▸ Excerpted data

#####

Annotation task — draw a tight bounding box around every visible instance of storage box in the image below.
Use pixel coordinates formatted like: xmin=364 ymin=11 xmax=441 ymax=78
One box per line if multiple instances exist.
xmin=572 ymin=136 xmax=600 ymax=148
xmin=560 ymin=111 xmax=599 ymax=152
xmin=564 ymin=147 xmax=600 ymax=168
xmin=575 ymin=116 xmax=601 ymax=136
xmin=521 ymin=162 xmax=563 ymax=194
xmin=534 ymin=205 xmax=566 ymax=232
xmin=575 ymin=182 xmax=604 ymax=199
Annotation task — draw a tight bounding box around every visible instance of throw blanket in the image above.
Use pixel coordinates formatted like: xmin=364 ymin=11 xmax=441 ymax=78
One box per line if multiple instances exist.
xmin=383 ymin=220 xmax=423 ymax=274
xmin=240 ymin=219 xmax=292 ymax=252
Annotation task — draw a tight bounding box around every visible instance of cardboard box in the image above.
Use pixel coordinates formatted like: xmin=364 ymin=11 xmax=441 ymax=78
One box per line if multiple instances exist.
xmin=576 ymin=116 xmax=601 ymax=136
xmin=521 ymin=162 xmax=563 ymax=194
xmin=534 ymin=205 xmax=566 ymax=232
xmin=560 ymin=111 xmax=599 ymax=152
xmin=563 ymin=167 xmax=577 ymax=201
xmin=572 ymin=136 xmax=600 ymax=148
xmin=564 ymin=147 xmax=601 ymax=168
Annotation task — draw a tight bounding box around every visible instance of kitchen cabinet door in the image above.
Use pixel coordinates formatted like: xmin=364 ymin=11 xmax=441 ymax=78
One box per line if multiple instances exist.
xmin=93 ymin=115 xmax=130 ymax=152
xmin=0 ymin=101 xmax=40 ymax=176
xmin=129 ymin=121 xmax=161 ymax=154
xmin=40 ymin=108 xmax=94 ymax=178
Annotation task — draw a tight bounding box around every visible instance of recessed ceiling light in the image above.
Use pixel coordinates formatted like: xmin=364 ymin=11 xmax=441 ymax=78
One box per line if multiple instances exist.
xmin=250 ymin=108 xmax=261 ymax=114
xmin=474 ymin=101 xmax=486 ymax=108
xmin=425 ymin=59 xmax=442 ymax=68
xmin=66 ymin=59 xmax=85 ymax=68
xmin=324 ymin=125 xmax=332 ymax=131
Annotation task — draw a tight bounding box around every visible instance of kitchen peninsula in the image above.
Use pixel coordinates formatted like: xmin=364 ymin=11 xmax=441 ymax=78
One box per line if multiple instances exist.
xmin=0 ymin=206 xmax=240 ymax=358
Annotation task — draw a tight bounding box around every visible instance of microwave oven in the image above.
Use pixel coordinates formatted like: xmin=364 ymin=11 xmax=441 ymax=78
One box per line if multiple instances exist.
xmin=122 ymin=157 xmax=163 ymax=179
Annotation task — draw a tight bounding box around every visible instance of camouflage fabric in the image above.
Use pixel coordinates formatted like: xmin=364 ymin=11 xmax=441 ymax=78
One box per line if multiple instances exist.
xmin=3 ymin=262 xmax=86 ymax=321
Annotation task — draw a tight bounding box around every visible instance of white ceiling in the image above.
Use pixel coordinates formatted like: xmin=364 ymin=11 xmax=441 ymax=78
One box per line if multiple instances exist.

#####

Set the data above down again in full, exactly as it reads.

Annotation task — draw a tight bounding box around every visible instance of storage box in the image below.
Use pixel coordinates formatted like: xmin=364 ymin=11 xmax=441 ymax=78
One box per line if multiple instances exist.
xmin=572 ymin=136 xmax=600 ymax=148
xmin=560 ymin=111 xmax=599 ymax=152
xmin=564 ymin=147 xmax=600 ymax=168
xmin=575 ymin=116 xmax=601 ymax=136
xmin=521 ymin=162 xmax=563 ymax=194
xmin=534 ymin=205 xmax=566 ymax=232
xmin=575 ymin=182 xmax=604 ymax=199
Annotation task — draw a tight bounding box around every visible instance of throw blanket in the image above.
Use pixel coordinates formatted like: xmin=364 ymin=11 xmax=441 ymax=78
One box per line if multiple instances exist.
xmin=383 ymin=220 xmax=423 ymax=274
xmin=240 ymin=219 xmax=292 ymax=252
Annotation task — draw a tight bounding box around every visible instance of cardboard box in the image above.
Use pixel coordinates formatted like: xmin=364 ymin=11 xmax=441 ymax=78
One box per line if multiple instances exist.
xmin=576 ymin=116 xmax=601 ymax=136
xmin=521 ymin=162 xmax=563 ymax=194
xmin=534 ymin=205 xmax=566 ymax=232
xmin=560 ymin=111 xmax=599 ymax=152
xmin=563 ymin=167 xmax=577 ymax=201
xmin=572 ymin=136 xmax=600 ymax=148
xmin=564 ymin=147 xmax=601 ymax=168
Annotation task — draw a tight bounding box around every visible instance of kitchen cabinet door in the image above.
Use pixel coordinates formatted like: xmin=364 ymin=11 xmax=441 ymax=78
One box per line if multiple instances exist.
xmin=93 ymin=115 xmax=130 ymax=152
xmin=0 ymin=101 xmax=40 ymax=176
xmin=129 ymin=121 xmax=161 ymax=154
xmin=40 ymin=108 xmax=94 ymax=178
Annotation task — draw a tight bounding box around every visible instance of recessed ceiling light in the image above.
Use pixel coordinates formatted like: xmin=364 ymin=11 xmax=441 ymax=78
One box per line if multiple instances exist.
xmin=250 ymin=108 xmax=261 ymax=114
xmin=474 ymin=101 xmax=486 ymax=108
xmin=425 ymin=59 xmax=442 ymax=68
xmin=66 ymin=59 xmax=85 ymax=68
xmin=324 ymin=125 xmax=332 ymax=131
Annotation task — draw a tight bounding box around every visible instance of kitchen peninsula in the image above.
Use pixel coordinates formatted like: xmin=364 ymin=11 xmax=441 ymax=78
One box per line if multiple instances exist.
xmin=0 ymin=206 xmax=240 ymax=358
Annotation task — draw a tight bounding box around every visible instance of microwave oven in the image above.
Use pixel coordinates formatted like: xmin=364 ymin=11 xmax=441 ymax=78
One box per line if multiple instances exist.
xmin=122 ymin=157 xmax=163 ymax=179
Annotation task — draw a tight bounding box around every visible instance of camouflage fabric in the image above.
Use pixel coordinates formatted like: xmin=364 ymin=11 xmax=441 ymax=78
One box per line if multiple instances exist.
xmin=3 ymin=262 xmax=86 ymax=321
Annotation task — draw a tight bounding box around every visible instance of white ceiling in the image above.
Use pixel coordinates formatted like: xmin=364 ymin=11 xmax=441 ymax=78
One box per line if multiple instances exist.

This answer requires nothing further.